* _SELECTED EXCERPT_:
--- START ---
Frank–Ter Haar syndrome (FTHS), also known as Ter Haar-syndrome, is a rare disease characterized by abnormalities that affect bone, heart, and eye development. Children born with the disease usually die very young.

Signs and symptoms

The primary characteristics of FTHS are brachycephaly (flat head), wide fontanelle (soft spot on a baby’s head), prominent forehead, hypertelorism (abnormally wide distance between the eyes), prominent eyes, macrocornea (large corneas), optic disc edema, full cheeks, small chin, bowing of the long bones in the arms or legs, and finger deformities. Protruding, simple ears and a prominent coccyx (tailbone) are also regarded as important diagnostic signs of FTHS.[1]


Autosomal recessive

Genetic mapping in several families with FTHS linked the disease to an inherited mutation in the gene that codes for the protein Tks4.[2]

Tks4 was already known for its role in the formation of cellular projections known as podosomes, which allow cells to migrate.[3]

A mouse model that lacks the Tks4 gene shows all the symptoms of FTHS confirmed the hypothesis that Tks4 mutation is responsible for the disease.[2]


The diagnosis for Frank–Ter Haar syndrome is done via the following:[4]

  • Genetic test
  • Lab test
  • Physical exam
  • Clinical presentation
  • Medical history


There is no treatment for FTHS, though identification of TKS4 mutation as a causative factor may eventually provide new opportunities for neonatal screening in high-risk families.[citation needed]


In 1973, researchers led by Yitzchak Frank, most recently at Mount Sinai Hospital in New York, described an 18-month-old Bedouin girl, born to consanguineous parents, who presented with enlarged corneas, multiple bone abnormalities, and developmental delay.[5] In 1982, Dutch pediatrician Ben ter Haar reported on three similar patients thought to have Melnick–Needles syndrome.[6] Over the next twenty years, several more similar cases were identified and eventually attributed to a new disorder, now called Frank–Ter Haar syndrome. FTHS is distinguished from other similar conditions based on its pattern of inheritance and association with congenital glaucoma and congenital heart disease.[1]


  1. 1.0 1.1 Maas SM, Kayserili H, Lam J, Apak MY, Hennekam RC (December 2004). "Further delineation of Frank–Ter Haar syndrome". American Journal of Medical Genetics Part A. 131 (2): 127–33. doi:10.1002/ajmg.a.30244. PMID 15523657. S2CID 33406414.
--- END ---
* _WHAT IS BEING ASKED_: List every means of diagnosis that the Frank–Ter Haar syndrome text names. The data has nothing to do with the Frank–Ter Haar syndrome text.

* _EXERCISE DATA_:
--- START ---
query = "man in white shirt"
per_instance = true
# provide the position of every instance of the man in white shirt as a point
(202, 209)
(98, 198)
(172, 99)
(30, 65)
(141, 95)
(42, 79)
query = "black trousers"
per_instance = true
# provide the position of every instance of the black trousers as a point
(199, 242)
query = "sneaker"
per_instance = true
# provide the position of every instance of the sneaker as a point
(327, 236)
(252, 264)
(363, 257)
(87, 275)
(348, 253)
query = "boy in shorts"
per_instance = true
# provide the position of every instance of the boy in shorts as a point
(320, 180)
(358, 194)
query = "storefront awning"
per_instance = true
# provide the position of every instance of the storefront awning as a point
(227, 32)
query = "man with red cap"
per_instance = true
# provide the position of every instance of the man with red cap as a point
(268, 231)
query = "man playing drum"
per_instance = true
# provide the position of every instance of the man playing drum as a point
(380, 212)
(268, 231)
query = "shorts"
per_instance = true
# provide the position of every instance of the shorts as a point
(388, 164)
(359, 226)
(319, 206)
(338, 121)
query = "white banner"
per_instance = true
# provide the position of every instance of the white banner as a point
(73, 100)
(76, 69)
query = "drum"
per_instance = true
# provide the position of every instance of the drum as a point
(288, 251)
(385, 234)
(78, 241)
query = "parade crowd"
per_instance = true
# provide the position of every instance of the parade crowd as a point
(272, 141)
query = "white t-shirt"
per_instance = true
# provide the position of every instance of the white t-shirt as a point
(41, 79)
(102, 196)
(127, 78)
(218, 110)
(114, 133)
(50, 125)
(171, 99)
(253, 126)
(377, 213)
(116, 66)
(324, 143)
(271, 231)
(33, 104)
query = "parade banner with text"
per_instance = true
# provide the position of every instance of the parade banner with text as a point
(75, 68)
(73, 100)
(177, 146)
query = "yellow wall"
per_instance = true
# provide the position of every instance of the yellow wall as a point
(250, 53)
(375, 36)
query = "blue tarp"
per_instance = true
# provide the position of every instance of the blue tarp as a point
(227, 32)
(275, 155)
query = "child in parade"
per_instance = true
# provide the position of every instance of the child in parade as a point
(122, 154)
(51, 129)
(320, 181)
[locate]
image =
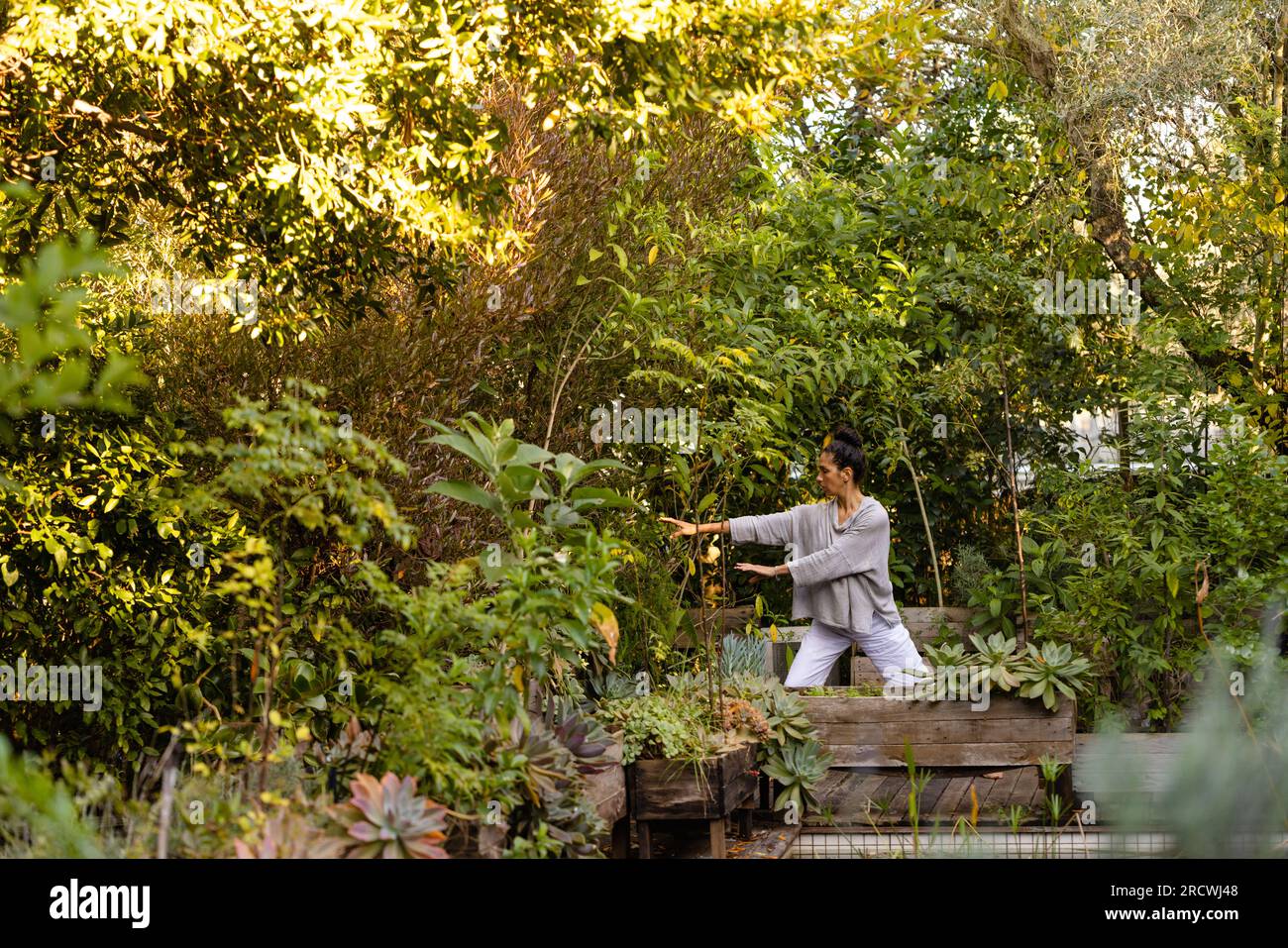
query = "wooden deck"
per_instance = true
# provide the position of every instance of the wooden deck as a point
(863, 796)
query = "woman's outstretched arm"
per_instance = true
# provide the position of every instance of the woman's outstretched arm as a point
(683, 528)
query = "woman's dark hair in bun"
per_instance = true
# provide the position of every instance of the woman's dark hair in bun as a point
(846, 451)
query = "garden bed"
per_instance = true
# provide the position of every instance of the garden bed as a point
(711, 790)
(863, 730)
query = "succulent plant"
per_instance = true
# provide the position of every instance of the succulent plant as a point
(999, 656)
(386, 819)
(585, 738)
(745, 719)
(290, 836)
(555, 807)
(799, 768)
(1042, 673)
(742, 653)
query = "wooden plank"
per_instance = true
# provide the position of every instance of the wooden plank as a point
(957, 790)
(992, 754)
(1028, 789)
(671, 790)
(928, 798)
(832, 784)
(859, 710)
(1004, 792)
(940, 732)
(859, 789)
(900, 806)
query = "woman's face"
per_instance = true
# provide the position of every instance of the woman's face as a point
(829, 478)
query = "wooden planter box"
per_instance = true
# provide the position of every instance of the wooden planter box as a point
(606, 791)
(673, 790)
(870, 732)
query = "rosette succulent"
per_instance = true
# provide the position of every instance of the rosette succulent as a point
(386, 819)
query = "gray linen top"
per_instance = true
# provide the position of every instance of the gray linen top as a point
(840, 571)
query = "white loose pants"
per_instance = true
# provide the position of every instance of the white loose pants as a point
(890, 648)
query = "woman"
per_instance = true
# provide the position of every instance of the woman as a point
(840, 570)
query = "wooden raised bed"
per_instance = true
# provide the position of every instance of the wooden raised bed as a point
(606, 792)
(666, 790)
(1013, 730)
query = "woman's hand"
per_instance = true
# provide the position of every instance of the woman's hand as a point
(758, 570)
(683, 527)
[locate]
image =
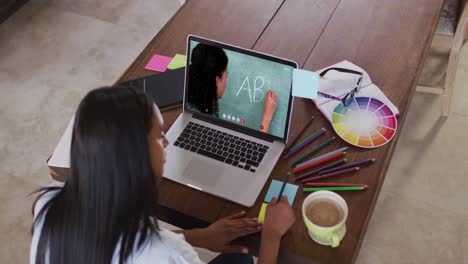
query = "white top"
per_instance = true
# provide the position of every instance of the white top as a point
(169, 247)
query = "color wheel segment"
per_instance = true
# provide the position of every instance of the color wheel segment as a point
(365, 122)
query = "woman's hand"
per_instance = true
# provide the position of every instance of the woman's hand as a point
(218, 236)
(269, 109)
(279, 218)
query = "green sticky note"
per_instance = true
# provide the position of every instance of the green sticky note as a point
(275, 187)
(178, 61)
(261, 215)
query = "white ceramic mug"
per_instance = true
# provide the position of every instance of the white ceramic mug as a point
(332, 235)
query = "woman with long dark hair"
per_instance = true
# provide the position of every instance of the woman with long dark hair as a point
(106, 211)
(208, 79)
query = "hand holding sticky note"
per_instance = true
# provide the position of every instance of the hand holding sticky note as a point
(305, 84)
(290, 191)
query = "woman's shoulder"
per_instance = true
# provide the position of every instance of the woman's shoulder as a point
(45, 195)
(166, 247)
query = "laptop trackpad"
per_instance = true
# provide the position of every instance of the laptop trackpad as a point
(202, 173)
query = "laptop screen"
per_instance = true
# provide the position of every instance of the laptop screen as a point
(246, 88)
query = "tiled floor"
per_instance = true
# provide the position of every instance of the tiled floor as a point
(53, 51)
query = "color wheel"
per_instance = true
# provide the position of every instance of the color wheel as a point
(365, 122)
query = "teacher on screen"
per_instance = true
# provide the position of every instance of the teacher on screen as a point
(208, 78)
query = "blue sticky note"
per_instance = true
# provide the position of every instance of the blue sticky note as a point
(275, 187)
(305, 84)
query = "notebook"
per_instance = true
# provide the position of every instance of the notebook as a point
(339, 84)
(166, 89)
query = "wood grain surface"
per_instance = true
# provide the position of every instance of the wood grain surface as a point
(387, 38)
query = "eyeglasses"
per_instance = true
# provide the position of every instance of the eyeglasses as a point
(348, 98)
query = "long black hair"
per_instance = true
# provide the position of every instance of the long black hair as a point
(207, 63)
(110, 195)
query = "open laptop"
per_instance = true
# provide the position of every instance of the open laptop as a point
(222, 142)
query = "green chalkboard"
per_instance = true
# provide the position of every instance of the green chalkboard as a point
(248, 81)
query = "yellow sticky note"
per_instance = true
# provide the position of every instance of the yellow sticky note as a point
(261, 215)
(177, 62)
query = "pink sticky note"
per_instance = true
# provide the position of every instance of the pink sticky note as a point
(158, 63)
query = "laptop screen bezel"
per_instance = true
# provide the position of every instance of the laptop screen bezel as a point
(227, 124)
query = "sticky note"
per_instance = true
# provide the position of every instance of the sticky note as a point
(158, 63)
(261, 215)
(275, 187)
(305, 84)
(178, 61)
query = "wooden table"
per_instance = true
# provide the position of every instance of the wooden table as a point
(388, 39)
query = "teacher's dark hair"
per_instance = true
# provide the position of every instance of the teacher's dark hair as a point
(207, 63)
(110, 194)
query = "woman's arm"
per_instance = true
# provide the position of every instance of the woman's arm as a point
(269, 109)
(218, 236)
(279, 218)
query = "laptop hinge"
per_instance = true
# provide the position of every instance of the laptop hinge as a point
(229, 125)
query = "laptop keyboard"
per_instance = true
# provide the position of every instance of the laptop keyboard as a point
(221, 146)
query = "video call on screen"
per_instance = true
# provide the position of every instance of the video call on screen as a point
(232, 86)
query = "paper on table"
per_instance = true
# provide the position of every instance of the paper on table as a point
(61, 156)
(305, 84)
(158, 63)
(178, 61)
(275, 187)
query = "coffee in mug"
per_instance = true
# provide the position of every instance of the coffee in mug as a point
(324, 215)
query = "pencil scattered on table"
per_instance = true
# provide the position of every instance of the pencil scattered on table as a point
(299, 135)
(314, 150)
(318, 162)
(326, 167)
(336, 173)
(322, 156)
(306, 142)
(350, 188)
(355, 164)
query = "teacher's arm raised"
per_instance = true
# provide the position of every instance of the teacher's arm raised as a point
(269, 109)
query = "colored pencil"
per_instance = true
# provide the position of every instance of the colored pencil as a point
(326, 167)
(331, 174)
(299, 135)
(310, 139)
(350, 188)
(285, 180)
(322, 156)
(307, 139)
(317, 148)
(318, 162)
(316, 184)
(355, 164)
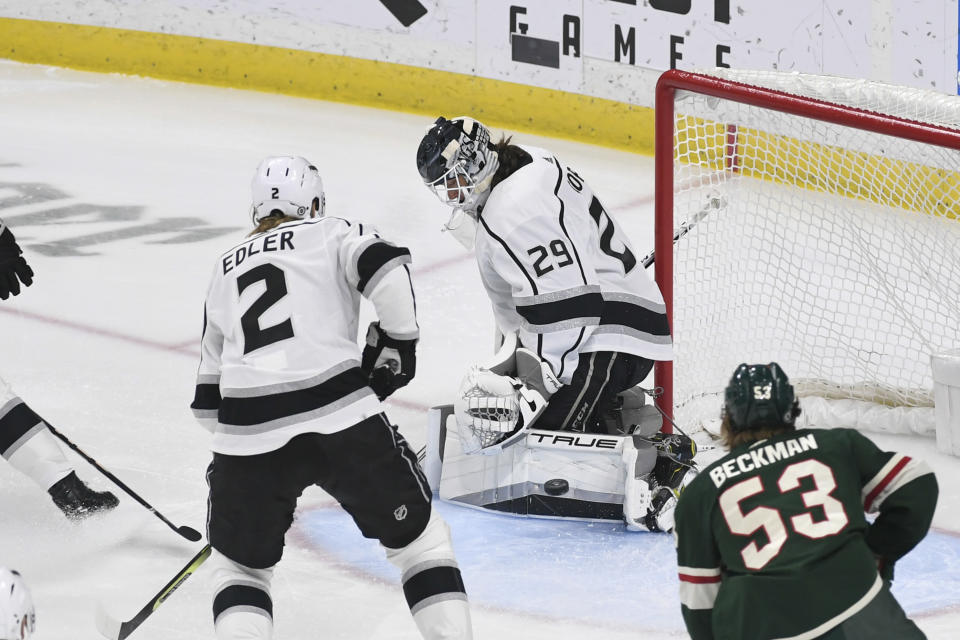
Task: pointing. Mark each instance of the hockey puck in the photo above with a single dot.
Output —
(556, 487)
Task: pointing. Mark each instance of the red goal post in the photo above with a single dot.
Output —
(774, 164)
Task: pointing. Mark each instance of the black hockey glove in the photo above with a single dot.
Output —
(13, 268)
(389, 363)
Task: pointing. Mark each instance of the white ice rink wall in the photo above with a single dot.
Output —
(581, 69)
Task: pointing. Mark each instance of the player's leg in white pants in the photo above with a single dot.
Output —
(242, 608)
(27, 444)
(432, 583)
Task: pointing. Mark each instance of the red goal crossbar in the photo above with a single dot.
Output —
--- END ---
* _ANSWER SPACE_: Genetic test, lab test, physical exam, clinical presentation, medical history